### TASK TO COMPLETE
Return all of the entries below line for line with no changes, but leave out the pictures.

### SUPPLIED INFORMATION
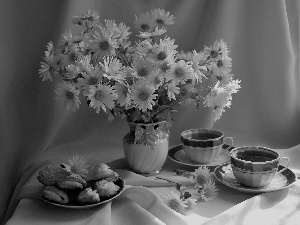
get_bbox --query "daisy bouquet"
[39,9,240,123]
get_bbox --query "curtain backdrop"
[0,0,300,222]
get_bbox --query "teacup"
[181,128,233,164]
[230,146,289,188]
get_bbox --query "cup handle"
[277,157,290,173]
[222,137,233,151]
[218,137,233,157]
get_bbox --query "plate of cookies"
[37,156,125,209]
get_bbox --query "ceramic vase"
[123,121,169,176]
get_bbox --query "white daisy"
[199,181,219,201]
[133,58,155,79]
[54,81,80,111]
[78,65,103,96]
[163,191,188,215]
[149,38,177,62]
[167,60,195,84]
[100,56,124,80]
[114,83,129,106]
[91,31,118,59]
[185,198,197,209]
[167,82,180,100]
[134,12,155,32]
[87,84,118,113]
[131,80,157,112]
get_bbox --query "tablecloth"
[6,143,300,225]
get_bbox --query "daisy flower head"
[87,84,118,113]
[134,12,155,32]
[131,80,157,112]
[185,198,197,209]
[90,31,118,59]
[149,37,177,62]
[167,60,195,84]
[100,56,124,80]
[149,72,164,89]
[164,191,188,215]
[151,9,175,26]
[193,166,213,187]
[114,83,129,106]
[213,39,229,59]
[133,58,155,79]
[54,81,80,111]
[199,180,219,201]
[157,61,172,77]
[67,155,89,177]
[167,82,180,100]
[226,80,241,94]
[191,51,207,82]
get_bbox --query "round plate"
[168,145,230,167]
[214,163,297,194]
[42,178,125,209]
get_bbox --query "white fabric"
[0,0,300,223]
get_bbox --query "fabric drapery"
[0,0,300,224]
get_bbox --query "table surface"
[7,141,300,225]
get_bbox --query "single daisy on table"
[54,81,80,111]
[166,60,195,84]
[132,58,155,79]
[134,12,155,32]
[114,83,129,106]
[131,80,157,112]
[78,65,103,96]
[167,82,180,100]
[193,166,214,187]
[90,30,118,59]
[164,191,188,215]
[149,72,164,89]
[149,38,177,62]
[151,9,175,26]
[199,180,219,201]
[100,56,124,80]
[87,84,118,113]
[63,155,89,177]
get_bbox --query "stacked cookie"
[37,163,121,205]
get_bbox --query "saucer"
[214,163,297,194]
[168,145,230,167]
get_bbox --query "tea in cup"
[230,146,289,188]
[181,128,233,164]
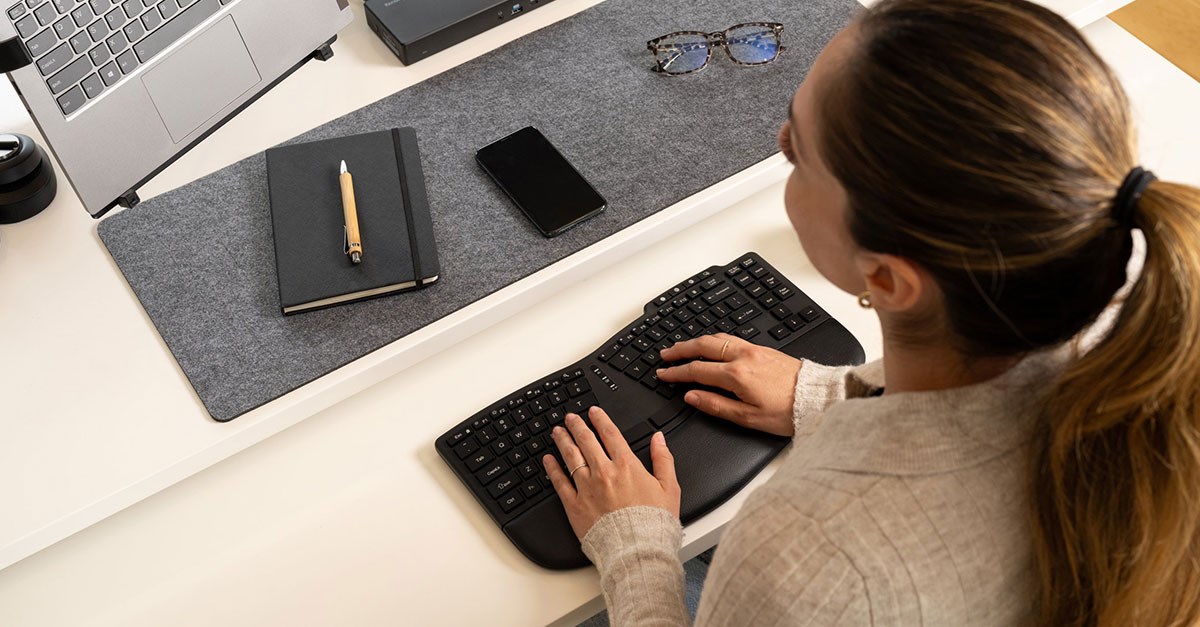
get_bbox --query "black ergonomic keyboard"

### ANSWER FOR THIS EXERCISE
get_bbox --query "daisy bouquet"
[39,9,240,123]
get_bbox --query "curtain backdrop"
[0,0,300,222]
get_bbox --query "teacup"
[181,128,233,164]
[230,146,289,188]
get_bbox --query "cup handle"
[277,157,290,173]
[222,137,233,151]
[218,137,233,157]
get_bbox --query "plate of cookies"
[37,156,125,209]
get_bbox --query "ceramic vase"
[123,121,169,176]
get_bbox --query "white daisy"
[199,181,219,201]
[133,58,155,79]
[54,81,80,111]
[78,65,103,96]
[163,191,188,215]
[149,38,177,62]
[167,60,195,84]
[100,56,124,80]
[114,83,129,106]
[91,31,118,59]
[185,198,197,209]
[167,82,180,100]
[134,12,155,32]
[87,84,118,113]
[131,80,157,112]
get_bbox --query "tablecloth"
[6,143,300,225]
get_bbox --query "daisy flower head"
[87,84,118,113]
[134,12,155,32]
[131,80,157,112]
[185,198,197,209]
[90,31,118,59]
[149,37,177,62]
[167,60,195,84]
[100,56,124,80]
[149,72,164,89]
[164,191,188,215]
[151,9,175,26]
[193,166,213,187]
[114,83,129,106]
[213,39,229,59]
[133,58,155,79]
[54,81,80,111]
[199,180,219,201]
[157,61,172,77]
[67,155,89,177]
[167,82,180,100]
[226,80,241,94]
[191,51,207,82]
get_bbox --query "round plate"
[168,145,230,167]
[214,163,297,194]
[42,178,125,209]
get_bbox --query "white fabric"
[0,0,300,223]
get_bbox --query "fabric drapery"
[0,0,300,224]
get_bbox --query "table surface"
[7,141,300,225]
get_bbox --query "single daisy on table"
[54,81,80,111]
[166,60,195,84]
[132,58,155,79]
[134,12,155,32]
[114,83,129,106]
[131,80,157,112]
[78,65,103,96]
[167,82,180,100]
[193,166,214,187]
[90,30,118,59]
[164,191,188,215]
[149,72,164,89]
[149,38,177,62]
[151,9,175,26]
[199,180,219,201]
[100,56,124,80]
[87,84,118,113]
[63,155,89,177]
get_bbox --query "stacked cookie"
[37,163,121,205]
get_bbox --query "saucer"
[214,163,297,194]
[168,145,230,167]
get_bbox --query "tea in cup"
[230,146,289,188]
[181,128,233,164]
get_bbox --query "black ergonomic keyboard"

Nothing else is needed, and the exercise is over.